** start of DATA EXCERPTS **

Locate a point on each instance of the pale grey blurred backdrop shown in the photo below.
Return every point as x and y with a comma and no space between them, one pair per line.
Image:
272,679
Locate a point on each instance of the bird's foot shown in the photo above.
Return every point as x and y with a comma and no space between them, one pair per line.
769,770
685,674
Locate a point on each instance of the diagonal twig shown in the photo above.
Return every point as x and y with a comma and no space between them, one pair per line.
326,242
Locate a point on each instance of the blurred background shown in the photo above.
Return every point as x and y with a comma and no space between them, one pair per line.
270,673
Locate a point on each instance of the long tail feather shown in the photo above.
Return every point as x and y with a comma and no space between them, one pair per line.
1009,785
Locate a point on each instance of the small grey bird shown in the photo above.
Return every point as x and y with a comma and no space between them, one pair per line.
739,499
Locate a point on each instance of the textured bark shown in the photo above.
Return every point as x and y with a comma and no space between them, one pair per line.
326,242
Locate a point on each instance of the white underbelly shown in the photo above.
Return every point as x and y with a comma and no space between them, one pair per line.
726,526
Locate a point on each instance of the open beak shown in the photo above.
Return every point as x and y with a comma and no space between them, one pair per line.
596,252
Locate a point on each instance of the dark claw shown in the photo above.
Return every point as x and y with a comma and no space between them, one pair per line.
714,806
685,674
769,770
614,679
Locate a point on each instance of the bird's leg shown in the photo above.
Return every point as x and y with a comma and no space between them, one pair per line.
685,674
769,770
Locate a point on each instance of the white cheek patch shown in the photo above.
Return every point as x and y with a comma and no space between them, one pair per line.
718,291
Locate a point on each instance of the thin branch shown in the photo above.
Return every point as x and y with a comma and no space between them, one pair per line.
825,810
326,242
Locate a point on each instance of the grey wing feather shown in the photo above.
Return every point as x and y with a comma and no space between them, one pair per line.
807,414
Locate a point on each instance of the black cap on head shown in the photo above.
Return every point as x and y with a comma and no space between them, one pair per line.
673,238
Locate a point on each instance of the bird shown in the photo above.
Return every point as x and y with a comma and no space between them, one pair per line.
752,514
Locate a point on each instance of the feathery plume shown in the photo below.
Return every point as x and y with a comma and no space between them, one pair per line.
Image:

** end of DATA EXCERPTS **

WHAT TO DO: Leave out every line before the one containing "Locate a point on each instance of the thin"; set down that line and all remaining lines of the material exactly.

REPLY:
Locate a point on each instance of the thin branch shown in the photo above.
Return every point as x and y with a comma and no space between them, one pair per line.
825,810
326,242
Locate a point on each instance of the grey wing feather shown in the photo above.
Return every point as x and y with a comma and no space between them, one pair per line.
807,414
Locate a point on each instance of the black cap on head shown in the photo above.
Return every point as x and y with a comma and no space between them, one pair per line.
673,238
Locate a point on each instance of the bird shown in the photo above.
Return every point as x and y with a comma and no space between them, one pair per line.
752,514
Locate a point on each instance of the feathery plume shown in the photo below.
Return every point as x and y with a comma and no space between them, one pair per line.
Image:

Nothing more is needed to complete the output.